EXERCISE PROMPT =
Reproduce the listing below verbatim.

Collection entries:
__________________________________________________

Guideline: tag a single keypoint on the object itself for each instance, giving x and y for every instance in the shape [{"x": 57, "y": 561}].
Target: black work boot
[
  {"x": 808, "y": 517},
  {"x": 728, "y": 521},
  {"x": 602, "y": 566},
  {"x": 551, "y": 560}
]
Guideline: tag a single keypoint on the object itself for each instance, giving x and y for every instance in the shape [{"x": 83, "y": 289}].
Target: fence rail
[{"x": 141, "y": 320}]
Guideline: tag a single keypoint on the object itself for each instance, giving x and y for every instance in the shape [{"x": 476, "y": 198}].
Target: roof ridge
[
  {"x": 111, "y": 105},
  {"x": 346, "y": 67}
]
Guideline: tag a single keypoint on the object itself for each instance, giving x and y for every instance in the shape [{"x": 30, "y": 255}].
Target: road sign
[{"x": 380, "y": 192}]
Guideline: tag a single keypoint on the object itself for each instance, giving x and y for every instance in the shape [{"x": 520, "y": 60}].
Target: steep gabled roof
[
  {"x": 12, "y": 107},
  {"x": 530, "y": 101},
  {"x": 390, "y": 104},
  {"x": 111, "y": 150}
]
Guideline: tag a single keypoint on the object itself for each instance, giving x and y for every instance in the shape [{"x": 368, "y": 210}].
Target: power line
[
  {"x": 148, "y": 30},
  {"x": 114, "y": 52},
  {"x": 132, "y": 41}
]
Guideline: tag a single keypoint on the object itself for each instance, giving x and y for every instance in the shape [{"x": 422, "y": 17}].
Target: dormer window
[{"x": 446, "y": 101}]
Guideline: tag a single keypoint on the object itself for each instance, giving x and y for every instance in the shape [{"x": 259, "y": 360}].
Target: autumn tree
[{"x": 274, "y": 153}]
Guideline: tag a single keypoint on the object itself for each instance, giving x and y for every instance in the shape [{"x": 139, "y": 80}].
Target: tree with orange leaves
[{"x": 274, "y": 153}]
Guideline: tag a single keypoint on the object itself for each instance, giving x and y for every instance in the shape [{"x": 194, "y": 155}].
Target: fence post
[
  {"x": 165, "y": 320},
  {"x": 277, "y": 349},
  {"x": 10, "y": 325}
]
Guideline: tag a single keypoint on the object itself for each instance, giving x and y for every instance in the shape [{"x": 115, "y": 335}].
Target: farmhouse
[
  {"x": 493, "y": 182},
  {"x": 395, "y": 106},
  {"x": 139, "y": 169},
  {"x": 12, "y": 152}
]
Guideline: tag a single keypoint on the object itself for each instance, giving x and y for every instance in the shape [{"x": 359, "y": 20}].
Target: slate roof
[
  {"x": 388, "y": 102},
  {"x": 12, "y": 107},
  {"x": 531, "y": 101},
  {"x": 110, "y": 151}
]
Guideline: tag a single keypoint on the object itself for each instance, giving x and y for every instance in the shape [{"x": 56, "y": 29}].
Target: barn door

__________________________________________________

RESULT OF THIS EXERCISE =
Guideline: tag a single keypoint on the object itself for each instance, giving x and y for every instance in the shape [{"x": 57, "y": 561}].
Target: black work boot
[
  {"x": 808, "y": 517},
  {"x": 728, "y": 521},
  {"x": 602, "y": 566},
  {"x": 551, "y": 560}
]
Guideline: tag a single keypoint on the object itself for each instance, giving x and y for every instance in the shape [{"x": 83, "y": 289}].
Target: fence rail
[{"x": 141, "y": 320}]
Guideline: tag a single keypoint on the object itself for each instance, giving x and y for every instance in the shape [{"x": 476, "y": 198}].
Target: roof ridge
[
  {"x": 111, "y": 105},
  {"x": 346, "y": 67}
]
Guideline: tag a single keypoint on the object itself for each instance, giving x and y for every instance in the shape [{"x": 30, "y": 255}].
Target: road sign
[{"x": 380, "y": 192}]
Guideline: tag a single keypoint on the object itself for each instance, giving x and y for every instance in the shape [{"x": 520, "y": 60}].
Target: steep gabled roof
[
  {"x": 12, "y": 107},
  {"x": 530, "y": 101},
  {"x": 390, "y": 104},
  {"x": 111, "y": 150}
]
Guideline: tag a single keypoint on the object itself for each instance, giving x and y for every instance in the shape [{"x": 368, "y": 210}].
Target: power line
[
  {"x": 148, "y": 30},
  {"x": 114, "y": 52},
  {"x": 132, "y": 41}
]
Guideline: tag a single keypoint on the object itself for each instance, giving x and y for every instance in the shape [{"x": 422, "y": 17}].
Target: dormer window
[{"x": 446, "y": 101}]
Guideline: tag a single keypoint on the object itself for each instance, giving x and y for every instance in the shape [{"x": 259, "y": 360}].
Target: autumn tree
[{"x": 274, "y": 153}]
Guideline: tag a single keypoint on the object itself for each instance, giving x and y for every instance in the shape [{"x": 139, "y": 80}].
Target: tree with orange leaves
[{"x": 274, "y": 153}]
Guideline: tag a single keypoint on the object itself for each instance, giving x and y for every instance in the shape [{"x": 194, "y": 155}].
Target: fence post
[
  {"x": 165, "y": 320},
  {"x": 277, "y": 349},
  {"x": 10, "y": 325}
]
Guideline: tag a single keypoint on the object itself for each instance, giving x and y for every instance in the shape [{"x": 115, "y": 335}].
Target: farmhouse
[
  {"x": 493, "y": 182},
  {"x": 395, "y": 106},
  {"x": 139, "y": 169},
  {"x": 12, "y": 152}
]
Guideline: tag a single keypoint on the object itself for each instance, giving x and y for every instance in the shape [{"x": 359, "y": 20}].
Target: slate roof
[
  {"x": 388, "y": 102},
  {"x": 12, "y": 107},
  {"x": 531, "y": 101},
  {"x": 110, "y": 151}
]
Guideline: tag a single keypoint on the object itself for each instance, giving x and y for every instance in the shape [{"x": 56, "y": 29}].
Target: barn door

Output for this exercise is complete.